• [SET EXERCISE] Starting with the line that contains "TARGET = glass pane of roof window", reproduce each line through the end of the listing below, with no other output.

• [RECORD EXCERPTS]
-- Start --

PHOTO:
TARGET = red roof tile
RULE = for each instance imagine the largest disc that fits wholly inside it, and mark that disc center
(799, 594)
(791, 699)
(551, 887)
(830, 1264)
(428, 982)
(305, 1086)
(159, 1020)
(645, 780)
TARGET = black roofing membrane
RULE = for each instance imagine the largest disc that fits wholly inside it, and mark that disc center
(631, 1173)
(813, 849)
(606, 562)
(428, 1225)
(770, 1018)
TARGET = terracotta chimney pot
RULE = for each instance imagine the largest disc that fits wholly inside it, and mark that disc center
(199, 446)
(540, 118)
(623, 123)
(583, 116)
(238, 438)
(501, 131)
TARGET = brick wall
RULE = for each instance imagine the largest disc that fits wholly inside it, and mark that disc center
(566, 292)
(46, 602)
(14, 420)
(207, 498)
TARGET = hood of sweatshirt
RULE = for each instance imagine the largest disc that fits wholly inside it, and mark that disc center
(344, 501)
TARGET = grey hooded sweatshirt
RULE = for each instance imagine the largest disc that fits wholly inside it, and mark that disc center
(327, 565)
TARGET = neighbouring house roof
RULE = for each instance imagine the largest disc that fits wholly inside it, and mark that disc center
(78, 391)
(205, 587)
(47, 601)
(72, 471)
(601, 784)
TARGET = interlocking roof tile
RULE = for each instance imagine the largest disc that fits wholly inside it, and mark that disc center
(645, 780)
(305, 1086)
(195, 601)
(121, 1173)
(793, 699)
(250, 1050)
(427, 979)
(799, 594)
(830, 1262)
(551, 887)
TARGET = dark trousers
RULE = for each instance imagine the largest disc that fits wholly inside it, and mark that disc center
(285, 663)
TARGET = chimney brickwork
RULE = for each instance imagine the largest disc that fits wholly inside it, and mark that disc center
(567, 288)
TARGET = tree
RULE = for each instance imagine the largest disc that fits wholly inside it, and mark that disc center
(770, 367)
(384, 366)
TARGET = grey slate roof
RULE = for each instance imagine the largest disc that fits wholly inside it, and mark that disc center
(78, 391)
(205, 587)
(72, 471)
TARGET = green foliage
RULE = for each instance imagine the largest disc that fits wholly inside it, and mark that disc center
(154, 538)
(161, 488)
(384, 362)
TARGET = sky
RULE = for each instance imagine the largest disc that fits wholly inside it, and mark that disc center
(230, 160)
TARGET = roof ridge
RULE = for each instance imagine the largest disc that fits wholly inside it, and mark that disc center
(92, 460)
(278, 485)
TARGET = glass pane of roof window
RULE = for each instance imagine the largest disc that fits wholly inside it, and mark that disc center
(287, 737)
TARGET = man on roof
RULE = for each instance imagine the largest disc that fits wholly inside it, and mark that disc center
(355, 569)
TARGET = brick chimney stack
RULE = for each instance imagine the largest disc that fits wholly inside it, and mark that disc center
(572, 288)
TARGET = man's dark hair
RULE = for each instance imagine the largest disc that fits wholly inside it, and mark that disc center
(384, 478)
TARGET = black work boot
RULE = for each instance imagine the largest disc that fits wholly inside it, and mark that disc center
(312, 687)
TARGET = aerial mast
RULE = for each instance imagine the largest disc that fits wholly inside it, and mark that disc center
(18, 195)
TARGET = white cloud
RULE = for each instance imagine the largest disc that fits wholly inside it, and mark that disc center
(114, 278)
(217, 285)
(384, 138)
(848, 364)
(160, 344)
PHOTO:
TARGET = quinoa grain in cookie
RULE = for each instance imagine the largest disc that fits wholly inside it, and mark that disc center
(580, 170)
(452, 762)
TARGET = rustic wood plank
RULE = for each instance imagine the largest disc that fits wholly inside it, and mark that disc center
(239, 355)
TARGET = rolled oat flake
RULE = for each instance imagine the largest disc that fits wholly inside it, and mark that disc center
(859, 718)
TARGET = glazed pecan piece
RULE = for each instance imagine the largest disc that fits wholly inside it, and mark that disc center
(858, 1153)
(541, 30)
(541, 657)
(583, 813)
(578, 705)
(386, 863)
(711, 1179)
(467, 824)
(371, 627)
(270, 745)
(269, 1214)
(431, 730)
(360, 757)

-- End --

• [CORRECT RESULT]
TARGET = glass pane of roof window
RULE = for each instance imagine the largest disc that fits wholly inside it, and mark that disc center
(287, 737)
TARGET = man on roof
RULE = for each instance imagine the largest disc that fits wholly inside it, and mark that disc center
(355, 569)
TARGET = brick chimney stack
RULE = for each instance imagine the largest disc that fits wholly inside it, and mark that disc center
(572, 288)
TARGET = man's dark hair
RULE = for each instance imagine the largest disc that fits wholly inside it, and mark that disc center
(384, 478)
TARGET = black work boot
RULE = for each instance imagine the largest disc that fits wholly inside it, and mark that disc center
(312, 687)
TARGET = aerial mast
RULE = for each instance imagine the largest disc that fits wholly inside it, and mark that disc center
(18, 195)
TARGET = white cloud
RULE = for each instance imagine the largest disc that fits wholly inside it, and mark that disc center
(114, 278)
(217, 285)
(384, 138)
(848, 364)
(160, 344)
PHOTO:
TARGET = quinoa grain in cookie
RULE = for each instance imagine the largest disc that fits wholly inside it, and mark that disc center
(580, 170)
(452, 762)
TARGET = rustic wood plank
RULE = for each instance imagine the largest disc that fits wholly inside it, and mark that disc center
(239, 355)
TARGET = rolled oat flake
RULE = for each instance imagine the largest disc that fits wholly inside it, and mark that disc center
(859, 718)
TARGET = glazed pecan piece
RULE = for each instance imagine the largest disc that fits wholly inside it, and mark that disc center
(858, 1153)
(541, 30)
(541, 657)
(583, 813)
(578, 705)
(386, 863)
(711, 1179)
(467, 824)
(371, 627)
(270, 745)
(269, 1214)
(431, 730)
(360, 757)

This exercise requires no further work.